◆ TASK
Copy out the lines of the items below, starting at the line with "Locate snow bank" and ending at the line with "385, 241, 390, 261", both included, without changing them.

◆ GIVEN RECORDS

####################

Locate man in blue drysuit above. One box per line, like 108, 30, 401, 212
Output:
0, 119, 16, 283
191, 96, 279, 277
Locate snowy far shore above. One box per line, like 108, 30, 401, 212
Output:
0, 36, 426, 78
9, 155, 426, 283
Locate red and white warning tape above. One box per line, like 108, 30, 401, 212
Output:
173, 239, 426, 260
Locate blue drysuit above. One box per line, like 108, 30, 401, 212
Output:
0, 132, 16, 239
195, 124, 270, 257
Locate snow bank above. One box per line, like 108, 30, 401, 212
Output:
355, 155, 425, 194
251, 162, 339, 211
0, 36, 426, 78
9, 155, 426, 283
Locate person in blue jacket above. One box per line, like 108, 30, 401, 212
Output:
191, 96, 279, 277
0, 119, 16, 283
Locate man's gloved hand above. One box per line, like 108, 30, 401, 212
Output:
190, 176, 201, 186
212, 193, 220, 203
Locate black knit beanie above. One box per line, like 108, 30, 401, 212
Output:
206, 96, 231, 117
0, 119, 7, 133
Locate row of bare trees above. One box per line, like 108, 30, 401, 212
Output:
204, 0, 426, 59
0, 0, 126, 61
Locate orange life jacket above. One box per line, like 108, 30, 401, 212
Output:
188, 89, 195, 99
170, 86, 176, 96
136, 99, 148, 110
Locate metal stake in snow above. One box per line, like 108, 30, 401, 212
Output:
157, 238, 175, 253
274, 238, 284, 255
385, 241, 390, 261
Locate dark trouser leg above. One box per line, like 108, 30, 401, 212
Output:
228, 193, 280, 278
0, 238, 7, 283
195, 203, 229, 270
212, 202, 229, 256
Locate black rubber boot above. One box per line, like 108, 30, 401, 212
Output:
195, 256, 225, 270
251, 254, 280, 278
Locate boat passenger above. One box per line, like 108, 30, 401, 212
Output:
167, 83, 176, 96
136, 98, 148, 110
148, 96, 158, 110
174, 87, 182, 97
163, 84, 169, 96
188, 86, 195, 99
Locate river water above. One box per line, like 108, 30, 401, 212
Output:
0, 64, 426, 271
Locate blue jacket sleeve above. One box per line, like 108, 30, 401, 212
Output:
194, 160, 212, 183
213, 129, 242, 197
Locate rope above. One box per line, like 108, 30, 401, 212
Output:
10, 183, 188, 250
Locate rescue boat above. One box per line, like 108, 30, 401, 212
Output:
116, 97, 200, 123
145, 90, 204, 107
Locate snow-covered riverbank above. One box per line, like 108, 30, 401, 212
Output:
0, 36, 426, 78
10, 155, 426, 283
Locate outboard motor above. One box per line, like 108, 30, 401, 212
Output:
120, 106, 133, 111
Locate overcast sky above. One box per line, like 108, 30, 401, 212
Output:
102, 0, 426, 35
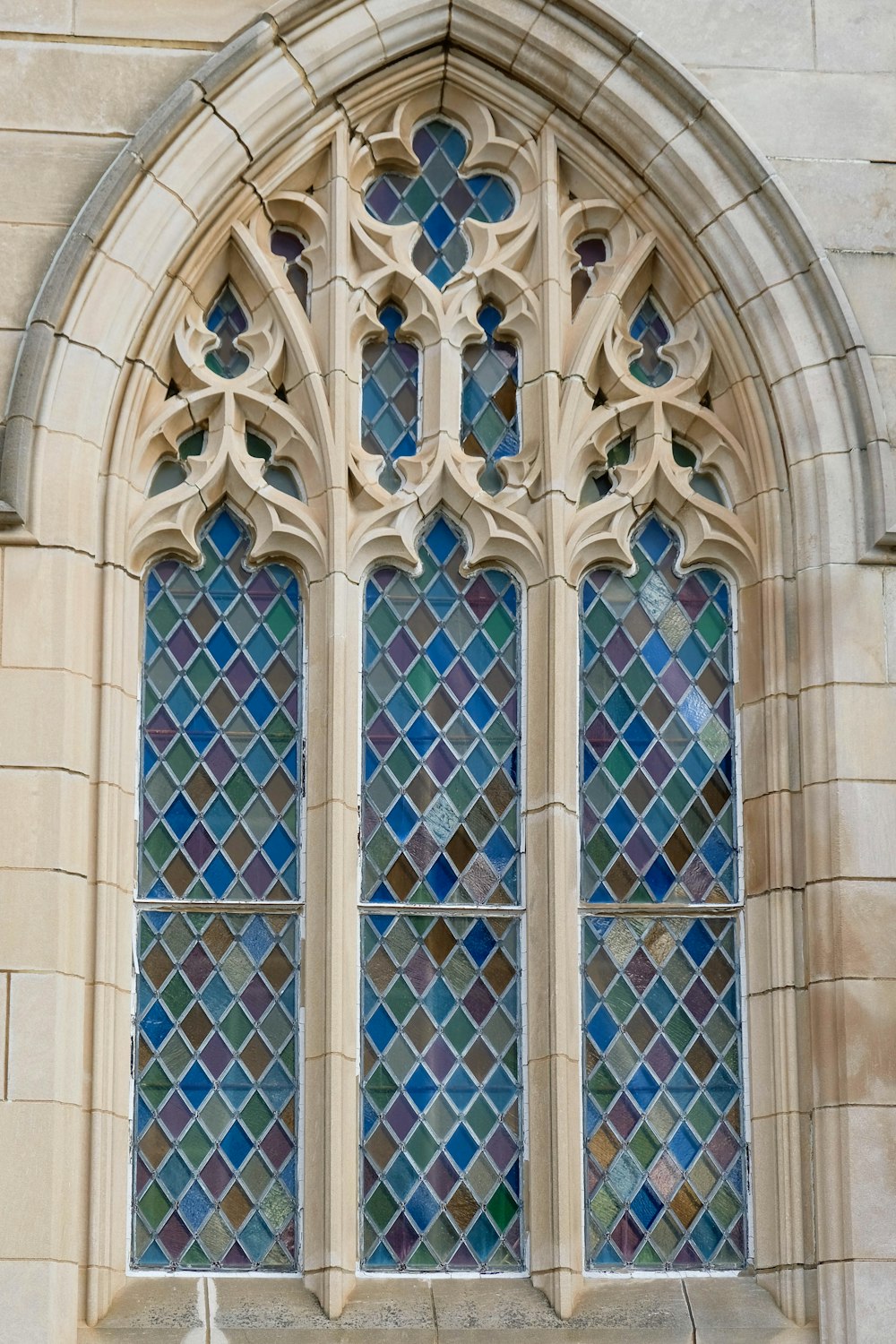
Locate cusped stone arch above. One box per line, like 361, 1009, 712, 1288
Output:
0, 0, 896, 1339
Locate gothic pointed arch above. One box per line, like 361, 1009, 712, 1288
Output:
0, 0, 896, 1339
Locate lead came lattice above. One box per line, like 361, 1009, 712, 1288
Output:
581, 519, 737, 905
133, 909, 298, 1271
361, 913, 521, 1271
364, 117, 513, 289
582, 916, 745, 1269
138, 510, 301, 900
361, 518, 519, 905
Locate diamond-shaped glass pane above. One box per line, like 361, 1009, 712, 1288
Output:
581, 518, 737, 905
361, 913, 522, 1271
582, 916, 747, 1271
364, 118, 514, 289
361, 518, 520, 905
138, 510, 302, 900
132, 909, 299, 1271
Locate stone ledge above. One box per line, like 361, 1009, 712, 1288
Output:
78, 1276, 818, 1344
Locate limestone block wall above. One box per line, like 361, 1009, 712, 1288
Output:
0, 0, 896, 1344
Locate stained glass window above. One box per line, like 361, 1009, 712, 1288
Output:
361, 518, 521, 1271
205, 281, 250, 378
361, 304, 420, 492
461, 304, 520, 495
133, 510, 302, 1271
581, 518, 745, 1269
364, 118, 514, 289
629, 295, 675, 387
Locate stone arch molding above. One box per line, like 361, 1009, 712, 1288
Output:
0, 0, 896, 1338
0, 0, 896, 569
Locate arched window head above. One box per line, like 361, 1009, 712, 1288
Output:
361, 304, 420, 494
364, 117, 514, 289
581, 518, 747, 1269
205, 281, 250, 378
361, 518, 522, 1273
570, 234, 608, 317
270, 228, 312, 314
461, 304, 520, 495
629, 295, 675, 387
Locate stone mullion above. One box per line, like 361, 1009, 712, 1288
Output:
302, 118, 360, 1319
302, 574, 360, 1317
524, 121, 584, 1319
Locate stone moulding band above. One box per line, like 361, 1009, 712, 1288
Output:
0, 0, 896, 561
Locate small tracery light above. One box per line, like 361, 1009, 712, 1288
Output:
205, 281, 250, 378
270, 228, 310, 314
570, 236, 608, 317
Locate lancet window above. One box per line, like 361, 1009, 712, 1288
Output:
132, 89, 755, 1290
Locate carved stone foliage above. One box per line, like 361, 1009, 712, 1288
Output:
127, 81, 756, 582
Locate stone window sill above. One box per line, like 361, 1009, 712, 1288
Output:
78, 1276, 818, 1344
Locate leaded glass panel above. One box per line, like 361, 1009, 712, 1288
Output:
361, 911, 521, 1273
133, 908, 299, 1271
361, 518, 520, 906
582, 916, 747, 1271
581, 518, 747, 1271
138, 510, 302, 900
364, 117, 514, 289
461, 304, 520, 495
581, 518, 737, 905
132, 510, 302, 1271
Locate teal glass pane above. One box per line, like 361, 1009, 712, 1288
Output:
361, 304, 420, 491
582, 916, 747, 1271
364, 118, 514, 289
629, 295, 675, 387
361, 518, 520, 906
581, 518, 737, 905
132, 909, 299, 1271
205, 281, 250, 378
461, 304, 520, 495
138, 510, 302, 900
361, 913, 522, 1273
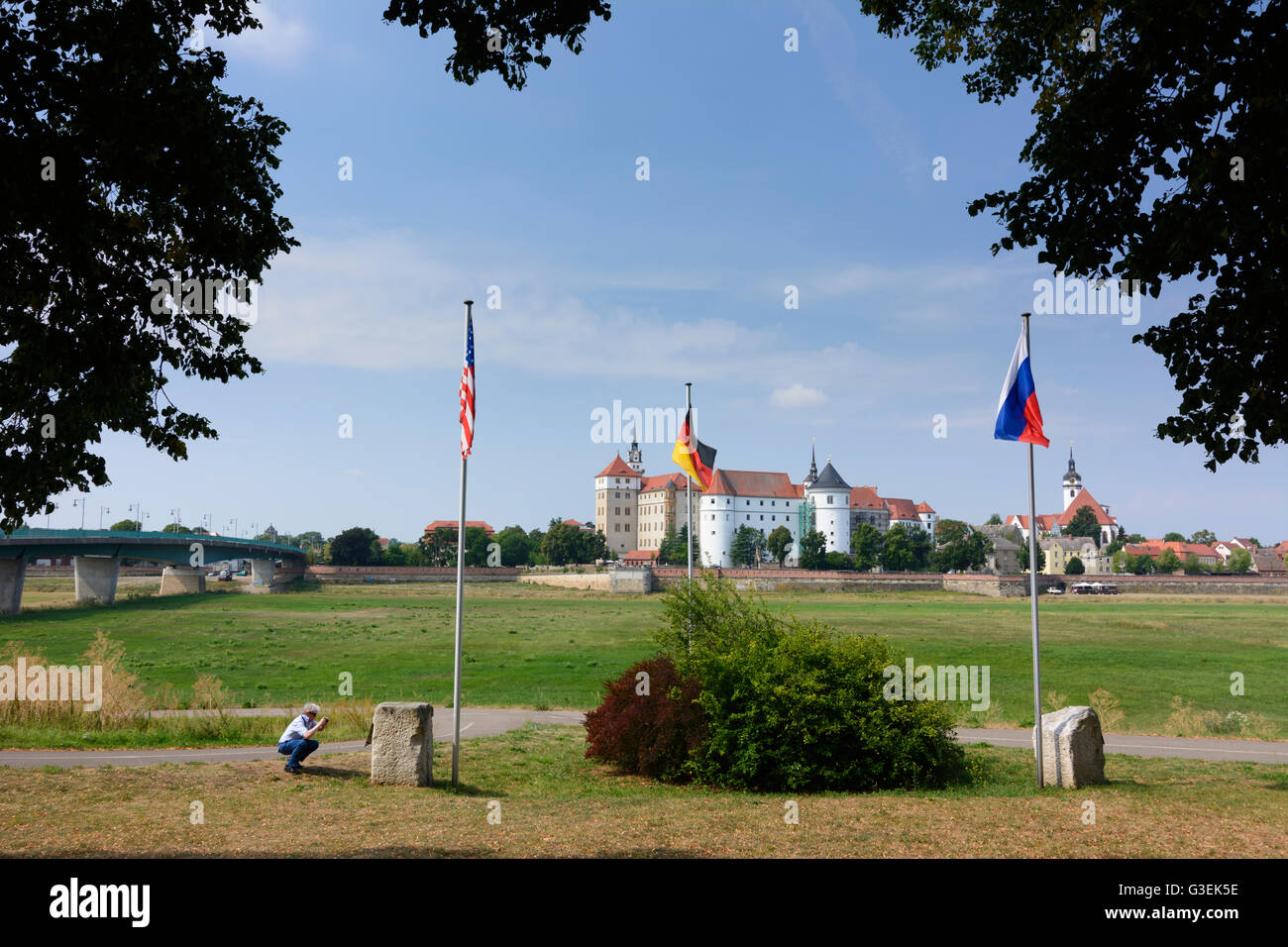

####################

◆ REPLY TO THE TASK
Locate snow bank above. One box per line, like 108, 30, 401, 212
Output:
355, 155, 425, 194
251, 162, 339, 211
0, 36, 426, 78
9, 155, 426, 283
Locate person in blue jacket above. One box per line, like 108, 30, 401, 212
Output:
191, 96, 279, 277
0, 119, 16, 283
Locate man's gloved hand above. One box per line, like 108, 30, 401, 212
Output:
190, 176, 201, 186
212, 193, 220, 203
Locate black knit beanie above. One box per line, like 108, 30, 401, 212
Output:
206, 96, 231, 117
0, 119, 7, 133
Locate row of bare trees above. One box per line, like 108, 30, 401, 212
Output:
204, 0, 426, 59
0, 0, 126, 61
Locate orange life jacket above. One box per line, like 108, 30, 401, 212
Output:
188, 89, 195, 99
170, 86, 176, 96
136, 99, 148, 110
Locate metal stake in snow above. One box per line, like 108, 30, 401, 212
Output:
157, 238, 175, 253
274, 238, 284, 255
385, 241, 390, 261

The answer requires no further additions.